**Задания**.
**A.** Перечислите все названия музыкальных произведений, которые в отрывке взяты в кавычки-ёлочки. Приведите их в именительном падеже.
**B.** Перепишите из отрывка без изменений фрагмент от слов «Все исполненные в» до слов «в виде биса).» включительно.

Все исполненные в концерте вещи, за исключением «Утёнка» и «Есть иные планеты», исполнены в первый раз. («Баллада» игралась в Москве, «Токката» в Киеве в виде биса).
1-10 декабря
После концерта я проводил время так: дважды обедал у Б.Верина, где совершенно необыкновенное внимание мне оказывал брат Владимир, заставлял играть ему «Похоронный марш» Шопена и не то в шутку, а то и серьёзно, предлагал женить на дочке самарской богачихи с состоянием в шестьдесят миллионов, не более и не менее. Был я у Обухова, который играл свои новые сочинения. Фительберг возмущался, Сувчинский покатывался со смеху, Кусевицкий делал вид, что что-то понимает, я говорил, что они имеют вертикальный интерес и никакого горизонтального, т.е. гармонии, скорее аккорды, интересны, но связи нет, мелодические линии наивны, а местами - о, ужас - пошло. Получил предложение играть в Саратове - с удовольствием, ибо раза два в зиму прокатиться очень приятно. Буду играть целый вечер один, и рад, что это будет как бы репетицией в провинции для клавирабенда в столице.

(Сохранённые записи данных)
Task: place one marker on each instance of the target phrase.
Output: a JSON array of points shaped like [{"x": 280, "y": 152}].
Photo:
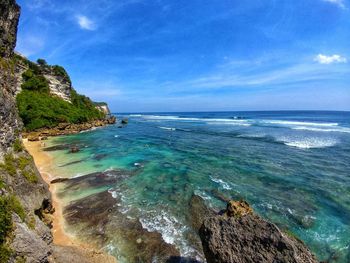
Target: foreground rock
[
  {"x": 67, "y": 128},
  {"x": 240, "y": 236}
]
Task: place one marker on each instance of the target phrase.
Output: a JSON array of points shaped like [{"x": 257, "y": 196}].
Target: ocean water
[{"x": 292, "y": 167}]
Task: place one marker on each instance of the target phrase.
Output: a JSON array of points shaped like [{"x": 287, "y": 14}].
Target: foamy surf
[
  {"x": 310, "y": 143},
  {"x": 337, "y": 129},
  {"x": 167, "y": 128},
  {"x": 221, "y": 183},
  {"x": 291, "y": 123}
]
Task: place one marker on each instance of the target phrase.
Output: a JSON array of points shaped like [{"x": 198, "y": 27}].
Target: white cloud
[
  {"x": 339, "y": 3},
  {"x": 85, "y": 23},
  {"x": 324, "y": 59}
]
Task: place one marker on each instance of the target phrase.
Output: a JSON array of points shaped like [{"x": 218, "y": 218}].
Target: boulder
[
  {"x": 74, "y": 149},
  {"x": 240, "y": 236},
  {"x": 58, "y": 180},
  {"x": 34, "y": 137}
]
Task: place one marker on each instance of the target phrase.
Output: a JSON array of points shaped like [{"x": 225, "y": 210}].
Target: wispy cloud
[
  {"x": 29, "y": 45},
  {"x": 339, "y": 3},
  {"x": 85, "y": 22},
  {"x": 324, "y": 59}
]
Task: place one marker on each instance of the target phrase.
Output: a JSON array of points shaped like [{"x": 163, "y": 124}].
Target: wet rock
[
  {"x": 74, "y": 149},
  {"x": 102, "y": 222},
  {"x": 238, "y": 209},
  {"x": 220, "y": 196},
  {"x": 241, "y": 236},
  {"x": 198, "y": 211},
  {"x": 100, "y": 156},
  {"x": 33, "y": 137},
  {"x": 59, "y": 180}
]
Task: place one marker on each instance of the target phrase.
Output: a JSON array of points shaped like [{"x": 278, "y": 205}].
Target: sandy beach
[{"x": 44, "y": 163}]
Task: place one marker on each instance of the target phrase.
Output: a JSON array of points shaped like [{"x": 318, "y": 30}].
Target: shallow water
[{"x": 293, "y": 167}]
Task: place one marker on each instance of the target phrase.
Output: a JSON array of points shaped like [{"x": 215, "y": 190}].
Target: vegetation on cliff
[{"x": 38, "y": 108}]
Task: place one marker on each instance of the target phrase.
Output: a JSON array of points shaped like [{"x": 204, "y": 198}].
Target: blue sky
[{"x": 196, "y": 55}]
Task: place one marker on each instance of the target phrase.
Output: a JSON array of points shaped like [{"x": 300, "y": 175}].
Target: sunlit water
[{"x": 293, "y": 167}]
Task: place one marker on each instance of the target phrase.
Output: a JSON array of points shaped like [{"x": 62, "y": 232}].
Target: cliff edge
[
  {"x": 25, "y": 201},
  {"x": 238, "y": 235}
]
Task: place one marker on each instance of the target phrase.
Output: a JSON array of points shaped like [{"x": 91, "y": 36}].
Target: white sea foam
[
  {"x": 336, "y": 129},
  {"x": 220, "y": 121},
  {"x": 113, "y": 193},
  {"x": 171, "y": 229},
  {"x": 289, "y": 123},
  {"x": 78, "y": 175},
  {"x": 222, "y": 183},
  {"x": 309, "y": 143},
  {"x": 167, "y": 128},
  {"x": 202, "y": 194}
]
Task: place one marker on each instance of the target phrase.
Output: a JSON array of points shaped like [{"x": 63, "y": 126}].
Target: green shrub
[
  {"x": 60, "y": 71},
  {"x": 9, "y": 164},
  {"x": 39, "y": 110},
  {"x": 8, "y": 205},
  {"x": 18, "y": 146},
  {"x": 30, "y": 176},
  {"x": 35, "y": 82}
]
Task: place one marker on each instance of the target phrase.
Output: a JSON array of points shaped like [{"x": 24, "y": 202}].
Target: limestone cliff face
[
  {"x": 103, "y": 107},
  {"x": 20, "y": 180},
  {"x": 9, "y": 123},
  {"x": 9, "y": 11},
  {"x": 58, "y": 79}
]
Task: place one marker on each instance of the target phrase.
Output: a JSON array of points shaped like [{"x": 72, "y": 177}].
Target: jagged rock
[
  {"x": 27, "y": 243},
  {"x": 74, "y": 149},
  {"x": 33, "y": 137},
  {"x": 238, "y": 209},
  {"x": 101, "y": 220},
  {"x": 58, "y": 180},
  {"x": 198, "y": 211},
  {"x": 9, "y": 16},
  {"x": 241, "y": 236}
]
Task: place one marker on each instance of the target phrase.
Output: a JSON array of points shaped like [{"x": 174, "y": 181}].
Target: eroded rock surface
[{"x": 240, "y": 236}]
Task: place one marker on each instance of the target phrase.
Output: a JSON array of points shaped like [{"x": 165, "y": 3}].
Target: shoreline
[{"x": 44, "y": 163}]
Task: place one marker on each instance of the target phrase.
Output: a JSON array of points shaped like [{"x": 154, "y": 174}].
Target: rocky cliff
[
  {"x": 58, "y": 80},
  {"x": 238, "y": 235},
  {"x": 25, "y": 200},
  {"x": 24, "y": 197}
]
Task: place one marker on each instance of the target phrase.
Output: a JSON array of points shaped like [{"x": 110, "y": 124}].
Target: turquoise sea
[{"x": 292, "y": 167}]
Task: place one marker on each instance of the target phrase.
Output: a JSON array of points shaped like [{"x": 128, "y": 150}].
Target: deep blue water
[{"x": 293, "y": 167}]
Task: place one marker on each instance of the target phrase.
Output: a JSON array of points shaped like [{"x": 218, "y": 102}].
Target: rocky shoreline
[{"x": 67, "y": 128}]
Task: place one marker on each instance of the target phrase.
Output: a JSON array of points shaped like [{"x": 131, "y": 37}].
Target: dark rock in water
[
  {"x": 95, "y": 180},
  {"x": 59, "y": 180},
  {"x": 238, "y": 209},
  {"x": 241, "y": 236},
  {"x": 198, "y": 211},
  {"x": 220, "y": 196},
  {"x": 33, "y": 138},
  {"x": 74, "y": 149},
  {"x": 100, "y": 156},
  {"x": 101, "y": 220},
  {"x": 71, "y": 163},
  {"x": 57, "y": 147}
]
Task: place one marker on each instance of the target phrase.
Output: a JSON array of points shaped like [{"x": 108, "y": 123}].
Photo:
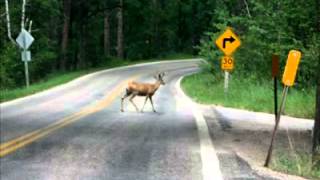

**Ответы**.
**A.** «Утёнок», «Есть иные планеты», «Баллада», «Токката», «Похоронный марш»

**B.**
Все исполненные в концерте вещи, за исключением «Утёнка» и «Есть иные планеты», исполнены в первый раз. («Баллада» игралась в Москве, «Токката» в Киеве в виде биса).